# To be done:
Reproduce verbatim the portion of the material below that begins with the line containing "For the pointing benchmark, tag every instance of the brown" and continues through the end of the material, both ends included.

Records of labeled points
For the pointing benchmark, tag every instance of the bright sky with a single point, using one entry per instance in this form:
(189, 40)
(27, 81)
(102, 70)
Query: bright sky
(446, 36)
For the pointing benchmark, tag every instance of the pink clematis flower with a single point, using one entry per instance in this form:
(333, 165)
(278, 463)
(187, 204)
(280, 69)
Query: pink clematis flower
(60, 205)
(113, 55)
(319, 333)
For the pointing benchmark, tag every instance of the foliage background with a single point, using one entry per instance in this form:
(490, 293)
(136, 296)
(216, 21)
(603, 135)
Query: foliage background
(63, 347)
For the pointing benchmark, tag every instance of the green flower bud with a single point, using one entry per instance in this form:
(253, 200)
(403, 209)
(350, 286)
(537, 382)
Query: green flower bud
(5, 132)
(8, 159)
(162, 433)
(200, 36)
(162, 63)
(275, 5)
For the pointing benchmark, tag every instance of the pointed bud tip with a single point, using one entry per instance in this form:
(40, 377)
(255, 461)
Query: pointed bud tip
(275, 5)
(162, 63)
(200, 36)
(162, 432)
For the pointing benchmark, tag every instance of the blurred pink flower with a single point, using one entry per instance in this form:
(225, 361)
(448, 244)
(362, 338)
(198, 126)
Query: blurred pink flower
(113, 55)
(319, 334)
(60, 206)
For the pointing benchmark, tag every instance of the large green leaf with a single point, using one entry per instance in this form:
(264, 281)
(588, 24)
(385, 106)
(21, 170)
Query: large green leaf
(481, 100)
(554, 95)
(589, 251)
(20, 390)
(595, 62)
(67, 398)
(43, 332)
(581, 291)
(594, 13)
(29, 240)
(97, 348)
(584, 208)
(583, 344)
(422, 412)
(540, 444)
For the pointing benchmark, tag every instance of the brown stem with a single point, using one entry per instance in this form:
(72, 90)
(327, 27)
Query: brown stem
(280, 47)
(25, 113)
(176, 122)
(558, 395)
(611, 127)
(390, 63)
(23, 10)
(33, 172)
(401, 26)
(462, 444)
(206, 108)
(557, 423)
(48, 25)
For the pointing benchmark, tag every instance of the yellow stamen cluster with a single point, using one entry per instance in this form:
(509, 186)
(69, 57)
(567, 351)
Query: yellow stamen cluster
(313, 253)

# Result of the task:
For the pointing benchmark, tag every instance of the brown stem with a single point, using one entry per instance in this form:
(72, 90)
(327, 27)
Query: brown stem
(280, 47)
(25, 113)
(176, 122)
(558, 395)
(611, 127)
(390, 63)
(23, 10)
(33, 172)
(401, 26)
(462, 444)
(206, 108)
(557, 423)
(48, 25)
For the pointing benchmark, tag every instance of the yellow stamen cluster with a single point, using one entry per instance in this form:
(509, 186)
(69, 57)
(567, 351)
Query: yellow stamen cluster
(313, 253)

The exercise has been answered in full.